RECORDS FOR THIS TASK>
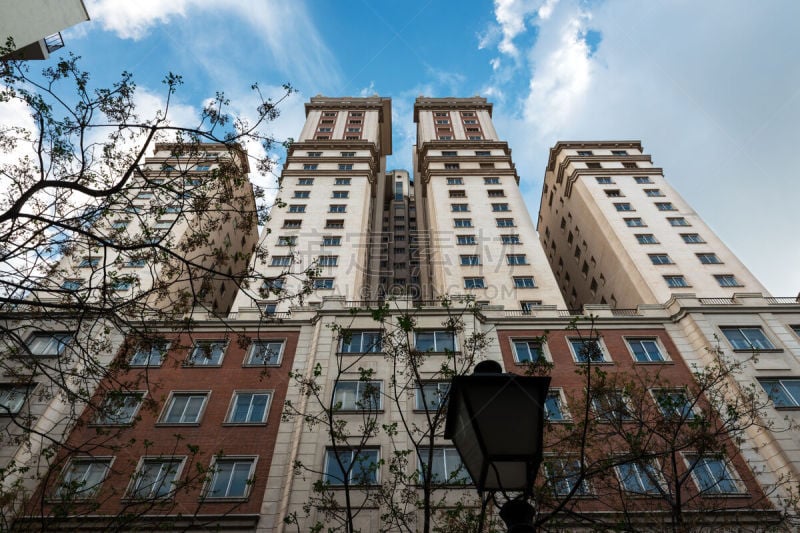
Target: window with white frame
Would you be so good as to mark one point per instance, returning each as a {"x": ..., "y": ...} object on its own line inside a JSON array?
[
  {"x": 444, "y": 465},
  {"x": 358, "y": 395},
  {"x": 431, "y": 395},
  {"x": 231, "y": 477},
  {"x": 48, "y": 344},
  {"x": 155, "y": 478},
  {"x": 206, "y": 353},
  {"x": 713, "y": 475},
  {"x": 82, "y": 478},
  {"x": 12, "y": 397},
  {"x": 358, "y": 467},
  {"x": 645, "y": 349},
  {"x": 249, "y": 407},
  {"x": 640, "y": 477},
  {"x": 783, "y": 392},
  {"x": 184, "y": 408},
  {"x": 564, "y": 476},
  {"x": 119, "y": 408},
  {"x": 747, "y": 338},
  {"x": 265, "y": 353},
  {"x": 435, "y": 341},
  {"x": 527, "y": 351},
  {"x": 585, "y": 350},
  {"x": 360, "y": 341}
]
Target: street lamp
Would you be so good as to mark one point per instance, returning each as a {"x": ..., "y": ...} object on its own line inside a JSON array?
[{"x": 496, "y": 422}]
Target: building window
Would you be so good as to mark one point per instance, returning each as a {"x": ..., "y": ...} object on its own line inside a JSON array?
[
  {"x": 231, "y": 479},
  {"x": 646, "y": 238},
  {"x": 119, "y": 408},
  {"x": 642, "y": 477},
  {"x": 713, "y": 475},
  {"x": 82, "y": 478},
  {"x": 675, "y": 281},
  {"x": 249, "y": 408},
  {"x": 645, "y": 350},
  {"x": 155, "y": 478},
  {"x": 432, "y": 396},
  {"x": 48, "y": 344},
  {"x": 673, "y": 403},
  {"x": 12, "y": 397},
  {"x": 474, "y": 283},
  {"x": 358, "y": 467},
  {"x": 322, "y": 283},
  {"x": 727, "y": 280},
  {"x": 709, "y": 259},
  {"x": 747, "y": 338},
  {"x": 564, "y": 476},
  {"x": 782, "y": 392},
  {"x": 527, "y": 351},
  {"x": 265, "y": 353},
  {"x": 445, "y": 466},
  {"x": 356, "y": 395},
  {"x": 554, "y": 407},
  {"x": 585, "y": 350},
  {"x": 524, "y": 282},
  {"x": 435, "y": 341}
]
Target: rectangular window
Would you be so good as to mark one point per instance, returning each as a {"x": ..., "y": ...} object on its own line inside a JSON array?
[
  {"x": 585, "y": 350},
  {"x": 356, "y": 395},
  {"x": 265, "y": 353},
  {"x": 184, "y": 408},
  {"x": 645, "y": 350},
  {"x": 358, "y": 467},
  {"x": 361, "y": 342},
  {"x": 527, "y": 351},
  {"x": 249, "y": 408},
  {"x": 641, "y": 477},
  {"x": 435, "y": 341},
  {"x": 231, "y": 478},
  {"x": 432, "y": 396},
  {"x": 446, "y": 467},
  {"x": 782, "y": 392},
  {"x": 675, "y": 282},
  {"x": 646, "y": 238},
  {"x": 82, "y": 478},
  {"x": 747, "y": 338},
  {"x": 634, "y": 222},
  {"x": 524, "y": 282},
  {"x": 713, "y": 475},
  {"x": 727, "y": 280},
  {"x": 48, "y": 344},
  {"x": 119, "y": 408},
  {"x": 207, "y": 353}
]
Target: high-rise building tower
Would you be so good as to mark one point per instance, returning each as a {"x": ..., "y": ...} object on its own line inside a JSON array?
[
  {"x": 480, "y": 238},
  {"x": 616, "y": 232}
]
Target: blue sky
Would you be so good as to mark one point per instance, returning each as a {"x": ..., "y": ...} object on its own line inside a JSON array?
[{"x": 712, "y": 89}]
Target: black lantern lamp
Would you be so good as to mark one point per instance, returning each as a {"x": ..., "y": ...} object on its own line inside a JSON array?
[{"x": 496, "y": 422}]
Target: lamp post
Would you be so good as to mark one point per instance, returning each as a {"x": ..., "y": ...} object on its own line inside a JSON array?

WHAT YOU WILL DO>
Using the records above, output an exact copy without any pictures.

SOLUTION FOR THIS PROBLEM>
Target: window with white frame
Would you be so good as to mark one point per instance, returning each as a {"x": ..., "y": ...} object on its own line inside a JSON array?
[
  {"x": 444, "y": 465},
  {"x": 358, "y": 395},
  {"x": 431, "y": 395},
  {"x": 231, "y": 477},
  {"x": 48, "y": 344},
  {"x": 155, "y": 478},
  {"x": 206, "y": 353},
  {"x": 713, "y": 475},
  {"x": 82, "y": 478},
  {"x": 12, "y": 397},
  {"x": 358, "y": 467},
  {"x": 645, "y": 349},
  {"x": 249, "y": 407},
  {"x": 640, "y": 477},
  {"x": 783, "y": 392},
  {"x": 184, "y": 408},
  {"x": 564, "y": 476},
  {"x": 119, "y": 408},
  {"x": 747, "y": 338},
  {"x": 265, "y": 353},
  {"x": 435, "y": 341},
  {"x": 527, "y": 351},
  {"x": 585, "y": 350},
  {"x": 360, "y": 341}
]
Target: street lamp
Would you be so good as to mark one point per instance, returning each as a {"x": ..., "y": ...} object on its own line inside a JSON array?
[{"x": 496, "y": 422}]
Target: building window
Would you be so good as to mark one point per instance, returning each as a {"x": ..., "y": ...} object on its own line inside a JSON array?
[
  {"x": 231, "y": 479},
  {"x": 646, "y": 238},
  {"x": 119, "y": 408},
  {"x": 642, "y": 477},
  {"x": 713, "y": 475},
  {"x": 82, "y": 478},
  {"x": 675, "y": 281},
  {"x": 249, "y": 408},
  {"x": 645, "y": 350},
  {"x": 155, "y": 478},
  {"x": 432, "y": 396},
  {"x": 48, "y": 344},
  {"x": 673, "y": 403},
  {"x": 12, "y": 397},
  {"x": 474, "y": 283},
  {"x": 358, "y": 467},
  {"x": 322, "y": 283},
  {"x": 727, "y": 280},
  {"x": 709, "y": 259},
  {"x": 747, "y": 338},
  {"x": 564, "y": 476},
  {"x": 782, "y": 392},
  {"x": 527, "y": 351},
  {"x": 265, "y": 353},
  {"x": 445, "y": 466},
  {"x": 356, "y": 395},
  {"x": 554, "y": 407},
  {"x": 585, "y": 350},
  {"x": 524, "y": 282},
  {"x": 435, "y": 341}
]
Target: rectangular window
Would you be so good as to mark one point per instance, returning each as a {"x": ..., "y": ...} object on its own line inside a JSON array?
[
  {"x": 585, "y": 350},
  {"x": 356, "y": 395},
  {"x": 265, "y": 353},
  {"x": 184, "y": 408},
  {"x": 645, "y": 350},
  {"x": 358, "y": 467},
  {"x": 361, "y": 342},
  {"x": 527, "y": 351},
  {"x": 249, "y": 408},
  {"x": 641, "y": 477},
  {"x": 435, "y": 341},
  {"x": 231, "y": 478},
  {"x": 432, "y": 396},
  {"x": 446, "y": 467},
  {"x": 782, "y": 392},
  {"x": 675, "y": 282},
  {"x": 646, "y": 238},
  {"x": 82, "y": 478},
  {"x": 747, "y": 338},
  {"x": 634, "y": 222},
  {"x": 524, "y": 282},
  {"x": 713, "y": 475},
  {"x": 727, "y": 280},
  {"x": 48, "y": 344},
  {"x": 119, "y": 408},
  {"x": 207, "y": 353}
]
Target: high-rise building tower
Would you be so good as to mark one point per instance, returning each as a {"x": ..., "y": ...} object on its own line inside a JSON array?
[
  {"x": 480, "y": 238},
  {"x": 616, "y": 232}
]
Target: blue sky
Would you be so good as to mark one point per instance, returning each as a {"x": ..., "y": ...} object on its own line inside a JSON array?
[{"x": 712, "y": 89}]
Target: black lantern lamp
Would you be so good as to mark one point per instance, returning each as a {"x": ..., "y": ...} object on its own line inside a JSON array?
[{"x": 496, "y": 422}]
Target: lamp post
Would you be so good as to mark one point per instance, returning each as a {"x": ..., "y": ...} object on its own line inside a JSON array?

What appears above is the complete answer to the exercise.